Excerto da página

================

A seguir reproduzo um texto que li no Facebook, que fala sobre o estado da democracia em Portugal, sistemas eleitorais, o nosso e como o melhorar. Algo longo, mas muito esclarecedor. Consegue ainda justificar o por quê de serem sempre as mesmas caras na nossa política, desde há muitos anos para cá.
Há vários anos que penso intensamente no que há de errado com a política e governação de Portugal. Cheguei a uma conclusão clara: a raiz do problema está no sistema eleitoral.
É assim porque ao contrário do que se verifica em qualquer democracia genuína, o sistema eleitoral português não confere qualquer poder de escrutínio sobre os políticos. Portugal é quase o único País europeu cujo sistema eleitoral não permite aos eleitores escolherem o candidato em que querem votar para os representar no parlamento. Isso tem consequências gravíssimas em termos de desempenho económico, renovação interna dos partidos e corrupção.
A maioria dos portugueses julga que “Portugal é uma democracia”, talvez porque os portugueses “têm o voto”. Mas quase ninguém olha para o que o nosso voto decide: QUASE NADA. Em Portugal, as verdadeiras “eleições”, já tiveram lugar semanas antes, quando os partidos fizeram as suas listas. É por isso que os partidos querem sempre muito tempo para as preparar, mesmo em estado de emergência nacional. É porque são essas listas que decidem quase tudo. Em particular, podem garantir um lugar no parlamento, mesmo quando o partido tem uma grande derrota nas eleições.

================

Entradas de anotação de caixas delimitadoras

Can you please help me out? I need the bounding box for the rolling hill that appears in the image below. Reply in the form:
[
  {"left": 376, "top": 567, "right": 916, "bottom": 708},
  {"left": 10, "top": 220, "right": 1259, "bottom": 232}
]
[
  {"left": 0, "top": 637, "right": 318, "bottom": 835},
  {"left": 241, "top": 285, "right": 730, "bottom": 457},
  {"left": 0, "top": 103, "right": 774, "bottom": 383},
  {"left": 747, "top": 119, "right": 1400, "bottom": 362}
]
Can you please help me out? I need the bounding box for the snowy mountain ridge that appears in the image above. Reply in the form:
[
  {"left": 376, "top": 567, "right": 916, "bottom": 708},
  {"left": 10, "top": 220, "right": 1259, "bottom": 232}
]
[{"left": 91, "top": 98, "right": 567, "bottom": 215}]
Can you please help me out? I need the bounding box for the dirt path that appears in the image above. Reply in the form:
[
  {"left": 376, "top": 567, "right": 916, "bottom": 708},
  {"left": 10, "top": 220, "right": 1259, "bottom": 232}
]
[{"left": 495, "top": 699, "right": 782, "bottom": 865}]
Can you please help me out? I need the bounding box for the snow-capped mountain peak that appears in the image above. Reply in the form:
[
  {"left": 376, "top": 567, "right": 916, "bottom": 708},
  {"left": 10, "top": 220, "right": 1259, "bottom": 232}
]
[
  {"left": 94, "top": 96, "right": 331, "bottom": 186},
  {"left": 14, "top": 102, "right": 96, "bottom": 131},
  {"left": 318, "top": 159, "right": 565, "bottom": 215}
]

================

Tarefa pedida A
Reescreva os registos desde a linha que contém "for the snow-capped" até ao fim dos registos, ambos incluídos, trocando "mountain peak" por "summit" e deixando todo o resto igual.
Tarefa pedida B
Prolongue o texto sobre o sistema eleitoral português a partir da última frase apresentada.

Resposta escrita A
Can you please help me out? I need the bounding box for the snow-capped summit that appears in the image above. Reply in the form:
[
  {"left": 376, "top": 567, "right": 916, "bottom": 708},
  {"left": 10, "top": 220, "right": 1259, "bottom": 232}
]
[
  {"left": 94, "top": 96, "right": 331, "bottom": 186},
  {"left": 14, "top": 102, "right": 96, "bottom": 131},
  {"left": 318, "top": 159, "right": 565, "bottom": 215}
]

Resposta escrita B
Os portugueses estão reduzidos a “votar” em listas cuja ordem já foi decidida… pelos próprios políticos! Este tipo de “voto” colide com alguns princípios fundamentais da democracia. Quando a ordem dos candidatos nas listas dos partidos não depende das escolhas dos eleitores, tem de depender de alguma outra coisa — e qualquer que seja essa outra coisa, já não é democracia.
O que falta aos portugueses é o VOTO NOMINAL. Este voto diz-se “nominal” porque o eleitor encontra NOMES no boletim de voto. Não são precisos círculos uninominais para haver voto nominal. Os círculos uninominais são assim chamados porque o círculo só elege um nome, uma pessoa. As eleições para a presidência da república portuguesa são as únicas eleições em Portugal com voto nominal — mas para um cargo não-executivo e não-legislativo. Por acaso, são uninominais: o “círculo” (toda a Nação) elege apenas um dos candidatos.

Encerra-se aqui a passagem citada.